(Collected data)

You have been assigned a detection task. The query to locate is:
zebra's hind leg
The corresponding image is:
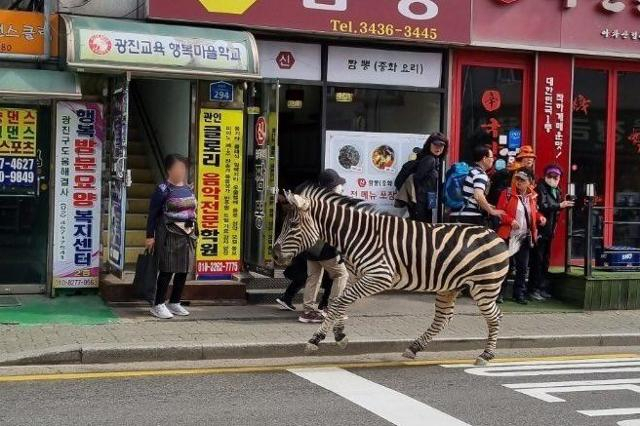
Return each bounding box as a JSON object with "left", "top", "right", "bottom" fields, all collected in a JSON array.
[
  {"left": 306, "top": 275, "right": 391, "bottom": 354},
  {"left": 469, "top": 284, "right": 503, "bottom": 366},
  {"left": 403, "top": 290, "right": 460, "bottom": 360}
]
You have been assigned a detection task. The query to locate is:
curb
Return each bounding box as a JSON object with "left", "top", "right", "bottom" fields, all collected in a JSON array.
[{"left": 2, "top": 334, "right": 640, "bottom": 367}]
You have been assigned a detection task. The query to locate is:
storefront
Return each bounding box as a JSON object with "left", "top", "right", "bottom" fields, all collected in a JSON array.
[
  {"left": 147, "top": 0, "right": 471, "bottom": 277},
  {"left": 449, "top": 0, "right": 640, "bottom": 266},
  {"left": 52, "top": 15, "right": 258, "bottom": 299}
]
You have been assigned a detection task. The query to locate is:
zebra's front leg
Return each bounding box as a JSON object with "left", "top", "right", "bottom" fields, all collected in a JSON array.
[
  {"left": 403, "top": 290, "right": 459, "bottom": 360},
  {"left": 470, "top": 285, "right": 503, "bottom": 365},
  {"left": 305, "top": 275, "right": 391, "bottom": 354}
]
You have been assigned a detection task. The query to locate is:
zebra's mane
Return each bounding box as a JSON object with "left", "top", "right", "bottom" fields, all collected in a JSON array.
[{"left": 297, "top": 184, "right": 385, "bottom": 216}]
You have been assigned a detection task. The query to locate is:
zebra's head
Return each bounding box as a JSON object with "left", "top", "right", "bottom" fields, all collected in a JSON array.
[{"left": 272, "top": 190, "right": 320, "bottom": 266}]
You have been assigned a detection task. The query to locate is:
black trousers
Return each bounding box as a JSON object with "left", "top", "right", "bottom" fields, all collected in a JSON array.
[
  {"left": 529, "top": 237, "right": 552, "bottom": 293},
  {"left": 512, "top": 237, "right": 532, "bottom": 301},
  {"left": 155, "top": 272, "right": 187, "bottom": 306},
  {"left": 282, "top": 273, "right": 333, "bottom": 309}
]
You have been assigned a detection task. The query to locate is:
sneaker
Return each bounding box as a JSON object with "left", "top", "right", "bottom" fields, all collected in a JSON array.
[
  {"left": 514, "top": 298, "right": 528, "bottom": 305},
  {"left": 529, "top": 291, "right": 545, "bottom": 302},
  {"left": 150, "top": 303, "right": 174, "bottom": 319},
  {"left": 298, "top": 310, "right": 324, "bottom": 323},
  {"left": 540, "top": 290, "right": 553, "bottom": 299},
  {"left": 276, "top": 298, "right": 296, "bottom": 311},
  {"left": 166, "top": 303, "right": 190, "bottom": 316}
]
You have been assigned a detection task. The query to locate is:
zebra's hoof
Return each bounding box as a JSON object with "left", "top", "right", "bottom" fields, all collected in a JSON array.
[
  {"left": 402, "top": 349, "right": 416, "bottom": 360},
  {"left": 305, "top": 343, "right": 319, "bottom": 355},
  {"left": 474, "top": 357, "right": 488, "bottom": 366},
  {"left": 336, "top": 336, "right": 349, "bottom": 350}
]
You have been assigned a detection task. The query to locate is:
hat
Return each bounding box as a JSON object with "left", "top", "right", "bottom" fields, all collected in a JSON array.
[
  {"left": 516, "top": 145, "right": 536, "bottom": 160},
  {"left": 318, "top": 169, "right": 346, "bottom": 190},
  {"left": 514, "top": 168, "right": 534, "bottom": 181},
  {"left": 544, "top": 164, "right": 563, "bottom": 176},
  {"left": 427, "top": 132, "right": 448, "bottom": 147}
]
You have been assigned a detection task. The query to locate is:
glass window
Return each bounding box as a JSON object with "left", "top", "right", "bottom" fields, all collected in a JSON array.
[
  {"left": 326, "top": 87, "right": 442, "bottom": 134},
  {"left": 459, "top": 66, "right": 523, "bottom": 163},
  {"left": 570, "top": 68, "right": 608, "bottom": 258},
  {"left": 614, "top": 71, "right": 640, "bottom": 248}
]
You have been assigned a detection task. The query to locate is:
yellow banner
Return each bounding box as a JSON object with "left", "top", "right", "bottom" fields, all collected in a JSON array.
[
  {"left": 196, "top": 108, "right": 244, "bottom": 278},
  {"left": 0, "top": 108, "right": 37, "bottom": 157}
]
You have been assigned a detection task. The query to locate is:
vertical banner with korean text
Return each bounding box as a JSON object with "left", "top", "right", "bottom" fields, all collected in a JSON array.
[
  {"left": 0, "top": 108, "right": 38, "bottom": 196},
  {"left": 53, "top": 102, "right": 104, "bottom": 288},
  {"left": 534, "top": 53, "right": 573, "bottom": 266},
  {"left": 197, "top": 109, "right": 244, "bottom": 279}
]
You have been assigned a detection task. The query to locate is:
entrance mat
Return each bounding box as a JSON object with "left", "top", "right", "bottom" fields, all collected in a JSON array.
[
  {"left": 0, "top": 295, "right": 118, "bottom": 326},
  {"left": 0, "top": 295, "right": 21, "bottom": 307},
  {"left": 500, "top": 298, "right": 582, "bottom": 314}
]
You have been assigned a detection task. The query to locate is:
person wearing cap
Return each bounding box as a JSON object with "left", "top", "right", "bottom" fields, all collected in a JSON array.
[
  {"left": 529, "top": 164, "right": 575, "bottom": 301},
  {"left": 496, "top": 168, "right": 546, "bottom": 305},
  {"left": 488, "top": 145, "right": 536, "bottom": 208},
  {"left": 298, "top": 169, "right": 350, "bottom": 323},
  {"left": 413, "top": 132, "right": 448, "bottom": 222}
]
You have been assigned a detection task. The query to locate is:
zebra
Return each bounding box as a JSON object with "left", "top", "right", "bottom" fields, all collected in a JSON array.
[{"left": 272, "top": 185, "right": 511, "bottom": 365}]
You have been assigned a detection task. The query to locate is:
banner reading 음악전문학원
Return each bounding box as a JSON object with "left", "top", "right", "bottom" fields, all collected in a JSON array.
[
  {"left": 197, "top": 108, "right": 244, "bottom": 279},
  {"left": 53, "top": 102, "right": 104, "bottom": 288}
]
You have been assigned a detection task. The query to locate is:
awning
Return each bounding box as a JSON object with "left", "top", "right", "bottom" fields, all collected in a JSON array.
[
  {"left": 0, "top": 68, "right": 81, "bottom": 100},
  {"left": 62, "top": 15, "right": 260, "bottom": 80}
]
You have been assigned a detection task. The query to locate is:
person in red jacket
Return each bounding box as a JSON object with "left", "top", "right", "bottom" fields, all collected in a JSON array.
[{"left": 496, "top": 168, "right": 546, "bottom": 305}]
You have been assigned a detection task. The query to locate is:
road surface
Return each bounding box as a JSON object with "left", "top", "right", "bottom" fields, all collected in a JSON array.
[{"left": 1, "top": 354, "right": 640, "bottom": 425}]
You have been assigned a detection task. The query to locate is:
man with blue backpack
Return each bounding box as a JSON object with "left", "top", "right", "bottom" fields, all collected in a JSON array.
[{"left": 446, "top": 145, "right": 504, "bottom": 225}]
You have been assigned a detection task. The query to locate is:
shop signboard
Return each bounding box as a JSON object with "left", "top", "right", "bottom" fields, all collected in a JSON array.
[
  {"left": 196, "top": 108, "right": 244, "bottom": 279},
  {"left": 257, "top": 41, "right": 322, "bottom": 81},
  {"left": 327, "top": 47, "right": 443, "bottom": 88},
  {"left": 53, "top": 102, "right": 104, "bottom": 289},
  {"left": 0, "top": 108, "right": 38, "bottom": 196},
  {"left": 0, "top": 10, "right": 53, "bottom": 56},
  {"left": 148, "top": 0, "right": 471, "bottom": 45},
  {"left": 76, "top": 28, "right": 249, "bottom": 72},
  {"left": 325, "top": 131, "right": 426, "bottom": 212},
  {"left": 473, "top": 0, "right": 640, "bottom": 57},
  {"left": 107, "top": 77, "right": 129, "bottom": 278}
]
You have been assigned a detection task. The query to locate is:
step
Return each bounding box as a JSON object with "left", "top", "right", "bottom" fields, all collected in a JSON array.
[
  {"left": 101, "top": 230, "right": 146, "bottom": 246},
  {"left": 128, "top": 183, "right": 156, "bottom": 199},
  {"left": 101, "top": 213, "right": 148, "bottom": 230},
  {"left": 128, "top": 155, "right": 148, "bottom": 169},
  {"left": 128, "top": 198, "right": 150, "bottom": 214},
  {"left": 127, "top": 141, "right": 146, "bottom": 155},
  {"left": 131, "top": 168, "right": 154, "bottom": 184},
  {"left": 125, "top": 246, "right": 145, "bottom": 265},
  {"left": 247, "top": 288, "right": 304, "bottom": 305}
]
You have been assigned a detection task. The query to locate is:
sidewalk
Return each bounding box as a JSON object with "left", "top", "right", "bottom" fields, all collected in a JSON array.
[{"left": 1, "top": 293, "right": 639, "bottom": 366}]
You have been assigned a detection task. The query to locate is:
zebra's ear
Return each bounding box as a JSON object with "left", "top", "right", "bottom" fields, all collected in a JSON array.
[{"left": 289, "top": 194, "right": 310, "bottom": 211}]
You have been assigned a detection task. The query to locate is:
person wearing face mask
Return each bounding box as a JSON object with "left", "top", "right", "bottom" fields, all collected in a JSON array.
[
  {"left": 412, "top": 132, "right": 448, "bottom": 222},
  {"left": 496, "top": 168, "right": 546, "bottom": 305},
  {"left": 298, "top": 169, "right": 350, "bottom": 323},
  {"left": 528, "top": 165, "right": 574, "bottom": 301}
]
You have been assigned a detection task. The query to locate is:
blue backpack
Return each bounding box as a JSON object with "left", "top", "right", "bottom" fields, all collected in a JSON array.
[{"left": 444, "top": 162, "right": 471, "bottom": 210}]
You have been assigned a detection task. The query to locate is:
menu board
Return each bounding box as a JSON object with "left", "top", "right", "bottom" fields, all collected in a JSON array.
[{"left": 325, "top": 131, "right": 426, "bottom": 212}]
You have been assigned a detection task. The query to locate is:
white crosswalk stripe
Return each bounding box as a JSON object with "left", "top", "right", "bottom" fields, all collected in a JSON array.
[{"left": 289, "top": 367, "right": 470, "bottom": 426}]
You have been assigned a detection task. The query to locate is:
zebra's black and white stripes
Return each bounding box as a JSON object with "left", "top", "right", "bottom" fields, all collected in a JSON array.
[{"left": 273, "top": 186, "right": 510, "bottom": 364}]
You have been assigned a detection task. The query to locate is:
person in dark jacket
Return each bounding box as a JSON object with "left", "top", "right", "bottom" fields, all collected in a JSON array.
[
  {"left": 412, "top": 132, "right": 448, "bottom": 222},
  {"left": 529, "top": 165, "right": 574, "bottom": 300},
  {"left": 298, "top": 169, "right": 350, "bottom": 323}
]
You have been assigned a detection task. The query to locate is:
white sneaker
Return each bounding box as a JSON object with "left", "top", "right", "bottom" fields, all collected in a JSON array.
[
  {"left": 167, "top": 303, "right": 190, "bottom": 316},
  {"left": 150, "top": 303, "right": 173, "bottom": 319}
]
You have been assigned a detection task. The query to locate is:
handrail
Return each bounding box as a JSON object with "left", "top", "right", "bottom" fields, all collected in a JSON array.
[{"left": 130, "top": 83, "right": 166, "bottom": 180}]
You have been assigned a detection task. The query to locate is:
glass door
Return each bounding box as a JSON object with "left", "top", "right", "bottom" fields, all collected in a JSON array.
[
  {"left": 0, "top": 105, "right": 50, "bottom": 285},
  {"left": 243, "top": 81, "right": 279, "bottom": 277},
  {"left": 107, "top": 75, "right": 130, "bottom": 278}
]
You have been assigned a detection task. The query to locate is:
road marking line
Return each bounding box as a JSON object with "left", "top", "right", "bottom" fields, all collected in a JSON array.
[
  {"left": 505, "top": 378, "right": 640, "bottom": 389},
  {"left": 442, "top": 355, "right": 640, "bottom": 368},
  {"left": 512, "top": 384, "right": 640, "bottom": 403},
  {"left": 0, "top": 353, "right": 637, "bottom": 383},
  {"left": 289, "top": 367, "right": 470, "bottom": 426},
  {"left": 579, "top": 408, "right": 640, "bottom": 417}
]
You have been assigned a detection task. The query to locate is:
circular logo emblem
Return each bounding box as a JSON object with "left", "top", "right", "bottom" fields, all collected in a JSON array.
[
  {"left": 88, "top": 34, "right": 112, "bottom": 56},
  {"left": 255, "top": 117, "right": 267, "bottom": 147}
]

--

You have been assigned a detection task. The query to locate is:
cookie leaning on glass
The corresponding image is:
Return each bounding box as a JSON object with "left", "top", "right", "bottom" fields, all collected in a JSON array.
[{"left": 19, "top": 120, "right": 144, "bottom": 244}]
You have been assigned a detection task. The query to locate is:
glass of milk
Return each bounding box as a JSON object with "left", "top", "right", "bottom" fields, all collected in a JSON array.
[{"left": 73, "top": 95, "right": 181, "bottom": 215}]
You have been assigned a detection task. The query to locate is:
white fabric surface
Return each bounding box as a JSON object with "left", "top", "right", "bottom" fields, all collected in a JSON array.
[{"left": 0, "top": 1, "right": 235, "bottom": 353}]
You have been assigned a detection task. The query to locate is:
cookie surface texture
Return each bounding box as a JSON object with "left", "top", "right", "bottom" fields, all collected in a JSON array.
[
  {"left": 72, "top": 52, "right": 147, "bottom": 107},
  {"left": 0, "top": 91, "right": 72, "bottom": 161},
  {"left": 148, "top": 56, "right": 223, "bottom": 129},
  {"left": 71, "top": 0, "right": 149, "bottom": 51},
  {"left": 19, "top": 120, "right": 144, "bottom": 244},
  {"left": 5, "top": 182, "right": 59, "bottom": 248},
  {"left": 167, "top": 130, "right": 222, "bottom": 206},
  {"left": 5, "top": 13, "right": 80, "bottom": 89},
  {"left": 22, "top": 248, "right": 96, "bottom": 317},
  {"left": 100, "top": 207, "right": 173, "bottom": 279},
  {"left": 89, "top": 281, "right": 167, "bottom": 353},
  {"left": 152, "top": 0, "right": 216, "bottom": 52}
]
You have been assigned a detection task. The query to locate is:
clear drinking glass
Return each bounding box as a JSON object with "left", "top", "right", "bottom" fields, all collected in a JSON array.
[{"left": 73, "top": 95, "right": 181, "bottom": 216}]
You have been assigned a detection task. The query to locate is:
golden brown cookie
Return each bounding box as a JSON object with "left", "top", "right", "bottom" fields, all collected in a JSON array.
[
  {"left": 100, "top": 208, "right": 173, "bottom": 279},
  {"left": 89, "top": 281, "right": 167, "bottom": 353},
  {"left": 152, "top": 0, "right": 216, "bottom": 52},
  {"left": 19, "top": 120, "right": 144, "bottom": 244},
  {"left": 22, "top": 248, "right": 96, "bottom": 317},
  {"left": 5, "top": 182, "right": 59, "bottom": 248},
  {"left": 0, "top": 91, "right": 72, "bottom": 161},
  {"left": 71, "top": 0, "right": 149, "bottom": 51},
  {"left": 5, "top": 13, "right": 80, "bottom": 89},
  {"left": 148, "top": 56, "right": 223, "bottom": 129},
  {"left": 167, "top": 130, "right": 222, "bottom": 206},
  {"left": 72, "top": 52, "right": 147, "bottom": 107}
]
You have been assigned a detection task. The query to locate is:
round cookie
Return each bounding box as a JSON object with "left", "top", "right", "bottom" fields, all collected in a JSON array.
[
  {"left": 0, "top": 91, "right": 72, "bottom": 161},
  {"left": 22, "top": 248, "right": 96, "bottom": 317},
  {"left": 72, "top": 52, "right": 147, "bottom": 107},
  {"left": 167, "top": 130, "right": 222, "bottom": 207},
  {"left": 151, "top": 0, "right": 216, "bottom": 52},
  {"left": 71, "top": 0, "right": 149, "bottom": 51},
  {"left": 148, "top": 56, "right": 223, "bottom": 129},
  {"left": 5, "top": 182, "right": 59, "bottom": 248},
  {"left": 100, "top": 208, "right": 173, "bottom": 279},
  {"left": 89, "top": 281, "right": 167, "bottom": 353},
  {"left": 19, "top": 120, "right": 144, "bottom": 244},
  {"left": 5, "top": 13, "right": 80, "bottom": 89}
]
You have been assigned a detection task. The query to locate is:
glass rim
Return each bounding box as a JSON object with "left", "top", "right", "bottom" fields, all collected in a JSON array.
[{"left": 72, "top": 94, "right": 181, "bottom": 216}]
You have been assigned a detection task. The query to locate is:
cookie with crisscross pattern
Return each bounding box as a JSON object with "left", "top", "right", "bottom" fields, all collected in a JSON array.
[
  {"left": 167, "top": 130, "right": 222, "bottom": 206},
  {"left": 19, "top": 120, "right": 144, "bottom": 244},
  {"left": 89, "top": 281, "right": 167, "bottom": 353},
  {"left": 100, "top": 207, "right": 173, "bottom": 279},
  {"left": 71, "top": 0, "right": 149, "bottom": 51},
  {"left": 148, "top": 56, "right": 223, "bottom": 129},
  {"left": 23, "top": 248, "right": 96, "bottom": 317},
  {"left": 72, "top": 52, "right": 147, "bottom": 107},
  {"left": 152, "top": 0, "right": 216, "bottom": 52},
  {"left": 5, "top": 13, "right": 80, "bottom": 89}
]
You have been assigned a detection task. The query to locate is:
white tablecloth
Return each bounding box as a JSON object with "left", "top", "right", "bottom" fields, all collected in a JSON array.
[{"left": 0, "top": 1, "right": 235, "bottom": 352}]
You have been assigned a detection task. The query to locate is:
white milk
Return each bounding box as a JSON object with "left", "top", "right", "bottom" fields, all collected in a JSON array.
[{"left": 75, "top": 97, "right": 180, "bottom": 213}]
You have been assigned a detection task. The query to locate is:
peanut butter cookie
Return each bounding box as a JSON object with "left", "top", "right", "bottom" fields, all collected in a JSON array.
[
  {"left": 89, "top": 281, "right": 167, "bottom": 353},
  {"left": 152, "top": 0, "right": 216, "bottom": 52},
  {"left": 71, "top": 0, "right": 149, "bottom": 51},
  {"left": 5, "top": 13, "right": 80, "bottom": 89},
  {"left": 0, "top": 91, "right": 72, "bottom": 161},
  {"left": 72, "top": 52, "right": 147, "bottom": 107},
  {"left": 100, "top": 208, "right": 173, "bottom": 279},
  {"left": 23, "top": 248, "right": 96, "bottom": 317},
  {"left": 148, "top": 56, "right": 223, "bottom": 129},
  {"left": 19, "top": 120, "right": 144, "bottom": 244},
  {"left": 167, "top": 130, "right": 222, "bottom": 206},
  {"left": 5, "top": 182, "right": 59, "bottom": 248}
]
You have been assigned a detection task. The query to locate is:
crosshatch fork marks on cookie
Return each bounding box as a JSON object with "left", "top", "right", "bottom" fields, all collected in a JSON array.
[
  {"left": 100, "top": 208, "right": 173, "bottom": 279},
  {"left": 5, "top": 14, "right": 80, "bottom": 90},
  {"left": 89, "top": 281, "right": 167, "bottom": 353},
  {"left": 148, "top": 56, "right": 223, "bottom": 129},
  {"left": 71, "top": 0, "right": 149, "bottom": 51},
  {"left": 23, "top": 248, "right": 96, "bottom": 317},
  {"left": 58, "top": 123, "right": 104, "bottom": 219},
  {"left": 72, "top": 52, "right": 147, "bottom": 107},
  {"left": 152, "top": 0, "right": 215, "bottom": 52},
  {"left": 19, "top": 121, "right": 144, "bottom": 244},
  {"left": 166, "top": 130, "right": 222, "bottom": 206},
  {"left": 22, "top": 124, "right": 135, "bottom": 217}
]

- WHAT YOU WILL DO
Determine how many lines in the entries above hold the string "cookie", then report that number and nothing further.

- RESPONSE TO THE TASK
7